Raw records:
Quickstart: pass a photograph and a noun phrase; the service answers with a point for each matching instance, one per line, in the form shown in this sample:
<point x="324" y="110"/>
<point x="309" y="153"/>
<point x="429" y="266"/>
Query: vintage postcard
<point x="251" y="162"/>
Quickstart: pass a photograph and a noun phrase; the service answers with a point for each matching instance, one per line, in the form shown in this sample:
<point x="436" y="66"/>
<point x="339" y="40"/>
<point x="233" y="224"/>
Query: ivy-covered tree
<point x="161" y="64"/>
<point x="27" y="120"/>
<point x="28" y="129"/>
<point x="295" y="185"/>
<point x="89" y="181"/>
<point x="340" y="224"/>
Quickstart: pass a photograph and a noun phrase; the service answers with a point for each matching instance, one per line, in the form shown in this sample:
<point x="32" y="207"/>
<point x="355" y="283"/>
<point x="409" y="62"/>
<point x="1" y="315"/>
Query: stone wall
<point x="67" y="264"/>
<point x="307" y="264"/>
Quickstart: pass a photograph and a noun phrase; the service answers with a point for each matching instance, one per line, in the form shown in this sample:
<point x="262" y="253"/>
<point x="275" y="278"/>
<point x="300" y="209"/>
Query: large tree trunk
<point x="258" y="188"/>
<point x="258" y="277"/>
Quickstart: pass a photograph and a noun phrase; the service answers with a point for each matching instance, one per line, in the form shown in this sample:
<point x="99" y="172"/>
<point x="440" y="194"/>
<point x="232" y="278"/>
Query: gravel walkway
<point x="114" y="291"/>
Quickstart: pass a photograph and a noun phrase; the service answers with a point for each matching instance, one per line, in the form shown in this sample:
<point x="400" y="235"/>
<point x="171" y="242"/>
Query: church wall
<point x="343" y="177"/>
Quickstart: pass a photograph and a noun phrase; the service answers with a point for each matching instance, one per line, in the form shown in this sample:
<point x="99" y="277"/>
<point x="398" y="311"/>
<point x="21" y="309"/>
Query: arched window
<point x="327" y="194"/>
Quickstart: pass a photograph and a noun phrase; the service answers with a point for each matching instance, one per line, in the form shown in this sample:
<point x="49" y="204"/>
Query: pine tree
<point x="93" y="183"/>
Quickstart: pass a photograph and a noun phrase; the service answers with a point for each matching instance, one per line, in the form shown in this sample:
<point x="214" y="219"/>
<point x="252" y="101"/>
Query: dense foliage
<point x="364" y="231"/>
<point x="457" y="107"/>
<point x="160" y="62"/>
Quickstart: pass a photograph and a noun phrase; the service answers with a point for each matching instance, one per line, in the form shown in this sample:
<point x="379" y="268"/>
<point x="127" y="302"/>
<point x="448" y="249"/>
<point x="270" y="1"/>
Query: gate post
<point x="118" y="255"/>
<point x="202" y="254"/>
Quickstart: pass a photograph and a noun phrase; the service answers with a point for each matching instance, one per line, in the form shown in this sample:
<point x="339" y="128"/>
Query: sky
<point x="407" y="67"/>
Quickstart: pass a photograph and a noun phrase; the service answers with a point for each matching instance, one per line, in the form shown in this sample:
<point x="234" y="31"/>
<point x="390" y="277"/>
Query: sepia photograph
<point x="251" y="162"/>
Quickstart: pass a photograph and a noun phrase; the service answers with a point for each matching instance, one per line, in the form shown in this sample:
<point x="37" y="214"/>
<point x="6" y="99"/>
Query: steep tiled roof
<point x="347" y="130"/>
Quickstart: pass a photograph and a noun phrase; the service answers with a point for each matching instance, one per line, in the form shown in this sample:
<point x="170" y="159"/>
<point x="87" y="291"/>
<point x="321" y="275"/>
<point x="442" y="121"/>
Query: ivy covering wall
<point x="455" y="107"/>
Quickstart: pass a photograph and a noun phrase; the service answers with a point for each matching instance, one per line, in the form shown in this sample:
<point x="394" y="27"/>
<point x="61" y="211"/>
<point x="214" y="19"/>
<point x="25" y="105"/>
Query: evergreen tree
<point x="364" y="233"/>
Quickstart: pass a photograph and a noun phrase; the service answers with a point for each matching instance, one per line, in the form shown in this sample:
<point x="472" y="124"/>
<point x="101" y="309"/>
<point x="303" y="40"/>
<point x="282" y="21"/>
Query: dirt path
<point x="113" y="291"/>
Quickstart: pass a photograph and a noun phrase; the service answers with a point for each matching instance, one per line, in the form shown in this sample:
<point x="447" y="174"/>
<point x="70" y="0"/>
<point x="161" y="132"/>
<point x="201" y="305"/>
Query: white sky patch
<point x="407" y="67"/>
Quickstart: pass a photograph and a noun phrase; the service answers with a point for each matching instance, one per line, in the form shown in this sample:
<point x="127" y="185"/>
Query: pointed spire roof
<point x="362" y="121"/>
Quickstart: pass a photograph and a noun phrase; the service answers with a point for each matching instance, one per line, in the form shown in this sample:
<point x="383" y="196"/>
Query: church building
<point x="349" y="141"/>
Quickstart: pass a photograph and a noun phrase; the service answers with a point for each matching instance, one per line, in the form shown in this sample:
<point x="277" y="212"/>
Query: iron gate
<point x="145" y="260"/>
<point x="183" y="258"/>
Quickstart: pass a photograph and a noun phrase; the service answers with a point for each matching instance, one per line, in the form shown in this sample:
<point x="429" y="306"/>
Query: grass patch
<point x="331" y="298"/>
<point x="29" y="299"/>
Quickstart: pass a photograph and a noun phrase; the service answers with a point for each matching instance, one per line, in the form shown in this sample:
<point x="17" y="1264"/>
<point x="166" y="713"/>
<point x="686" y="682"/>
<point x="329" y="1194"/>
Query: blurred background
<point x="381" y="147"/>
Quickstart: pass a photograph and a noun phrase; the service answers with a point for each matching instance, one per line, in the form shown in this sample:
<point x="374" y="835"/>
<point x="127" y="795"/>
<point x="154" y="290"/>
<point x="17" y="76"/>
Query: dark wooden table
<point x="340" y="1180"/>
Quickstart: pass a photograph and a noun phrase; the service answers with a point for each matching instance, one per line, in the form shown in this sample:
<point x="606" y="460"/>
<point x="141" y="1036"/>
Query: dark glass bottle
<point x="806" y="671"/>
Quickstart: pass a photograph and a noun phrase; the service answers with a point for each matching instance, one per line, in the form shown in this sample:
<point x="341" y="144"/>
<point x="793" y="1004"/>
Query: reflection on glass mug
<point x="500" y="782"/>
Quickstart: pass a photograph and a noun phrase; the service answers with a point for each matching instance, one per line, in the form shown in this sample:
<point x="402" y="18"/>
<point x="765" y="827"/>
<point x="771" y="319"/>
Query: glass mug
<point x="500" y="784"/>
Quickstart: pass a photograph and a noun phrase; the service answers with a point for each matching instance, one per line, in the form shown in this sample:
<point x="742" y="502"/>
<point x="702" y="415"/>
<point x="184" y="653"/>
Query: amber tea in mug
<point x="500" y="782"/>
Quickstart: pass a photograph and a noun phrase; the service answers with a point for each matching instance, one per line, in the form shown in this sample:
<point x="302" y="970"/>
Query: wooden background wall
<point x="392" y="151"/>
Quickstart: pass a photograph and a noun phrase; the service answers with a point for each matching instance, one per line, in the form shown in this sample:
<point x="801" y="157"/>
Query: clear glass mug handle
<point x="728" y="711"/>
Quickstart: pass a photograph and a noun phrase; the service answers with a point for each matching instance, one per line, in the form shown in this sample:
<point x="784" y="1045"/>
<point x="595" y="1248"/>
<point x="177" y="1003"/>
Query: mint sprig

■ **WRITTEN INSTRUCTION**: Gather every line above that contains the string "patch", and copy each one in full.

■ **RESULT**:
Query: white sky patch
Query: grass patch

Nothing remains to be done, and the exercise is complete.